→ EXCERPT PROVIDED:
BEGIN

Lindley, BTW are you Irish perhaps ? just noticed the thread title  :lol:


----------



## johndd (Nov 5, 2003)

Call me a synic :? if you like, but surely the only reason that a TBR is at all 'possible' (whether by VAGCOM or otherwise) is so that you NOTICE A DIFFERENCE after you have had the AVS service. Its a psychological 'value for money' ...... 'wow its so much more responsive' .... kind of feeling, isn't it?? :wink:

Having not experienced an AVS aftermath yet, as its not due until mid next year, I cannot comment of whether the TBR is actually performed by the stealer. However, it would be STUPID of them not to do so (Oh my, what am I saying!!  )


----------



## UK225 (May 12, 2002)

auditt260bhp said:


> stgeorgex997 - When I had Morgan (UK225) round with his Vagcom, he stated that this method doesn't actually perform a throttle reset and he showed me to prove the fact.
> 
> When done 'properly' with the Vagcom you can actually hear the throtle reset occurring under the bonnet indicated by several clicks. With the key trick, which I must admit to using prior to his advice, you wont hear it reset. It can therefore only be put down to a physcological feeling that you have made improvements.


Hmm..

I actually stated that the key in the ignition method doesnt always work, in fact more often than not it doesnt IMHO, but you can always force a calibration with VAG -COM.

As has been said a battery disconnect/reconnect & you will definatley here clicking when using the key in the ignition method though.


----------



## lindley (Jul 17, 2002)

TTotal said:


> Lindley, BTW are you Irish perhaps ? just noticed the thread title  :lol:


Just realised myself   

Wondered what the hell you were on about at first - LOL


----------



## VERN (Jun 19, 2004)

ian sent you the apr info,hope you get it o.k :wink:

vern


----------



## storey (Feb 5, 2003)

Wak - Silly (but serious) question and any pointers: do you need to disconnect one or both battery terminals? How long should the terminal (s) be left disconnected for? Anything that I should watch for when disconnecting and will I then need to put in a the sceurity code again fro teh BOSE stereo?



Wak said:


> The Ignition method of adaptation is not a myth, its just that the requirement to run through adaptation is decided upon by the car and it therefore may or may not do it. In most cases it wont do it by default.
> 
> If you want to force it then disconnect the battery, allow 10 minutes for any circuits to discharge, reconnect and then try the ignition method for 6 seconds at least.... you "should" hear the clicking.
> 
> ...

END

→ STATED PROBLEM: Extend the forum thread on throttle body resets, picking up from where it stops. The material after this thread isn't needed for anything here.

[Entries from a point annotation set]
BEGIN

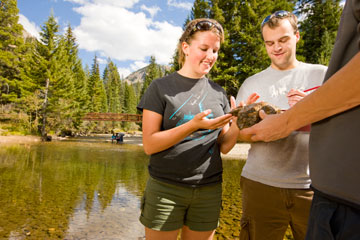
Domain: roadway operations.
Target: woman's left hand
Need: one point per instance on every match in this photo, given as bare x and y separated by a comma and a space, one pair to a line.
295, 96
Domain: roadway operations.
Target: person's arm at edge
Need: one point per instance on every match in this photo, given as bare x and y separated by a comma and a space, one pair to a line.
339, 93
155, 140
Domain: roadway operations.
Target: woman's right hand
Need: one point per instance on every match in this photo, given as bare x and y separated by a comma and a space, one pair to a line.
201, 121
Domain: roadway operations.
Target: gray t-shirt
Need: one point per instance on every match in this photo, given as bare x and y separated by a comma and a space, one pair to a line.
195, 161
334, 141
283, 163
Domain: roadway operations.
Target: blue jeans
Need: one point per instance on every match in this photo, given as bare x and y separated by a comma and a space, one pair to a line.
330, 220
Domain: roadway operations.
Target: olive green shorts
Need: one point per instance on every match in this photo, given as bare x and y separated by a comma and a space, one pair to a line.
167, 207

END

→ EXERCISE RESULT:
----------



## Alexander-John (Aug 5, 2004)

lindley said:


> Finally have my VAGCOM working and messed around with a few things (enabled the rear fader on my BOSE in prep for wiring up my Infinity sub and did a TBR).
> 
> The throttle response is noticeably crisper and I can really feel a stronger pull at 3K when the blower kicks in.
> 
> Routine weekly procedure from now on


lindley my good man (woman?!)...where did you buy your VAGcom....and may I ask how much it was??? is it just a cable and software you can plug into a laptop??? :?


----------



## Wak (May 6, 2002)

You only need to disconnect 1 terminal.... disconnecting earth first and connecting earth last...always.

some cars do need the radio code some dont I'm not sure why but I believe there is a way of coding the radio to the ecu and it threfore remembers when powered up!


----------



## storey (Feb 5, 2003)

Wak - thanks. And earth is -ve yes? Does it matter how long you leave it disconnected for?

Ian



Wak said:


> You only need to disconnect 1 terminal.... disconnecting earth first and connecting earth last...always.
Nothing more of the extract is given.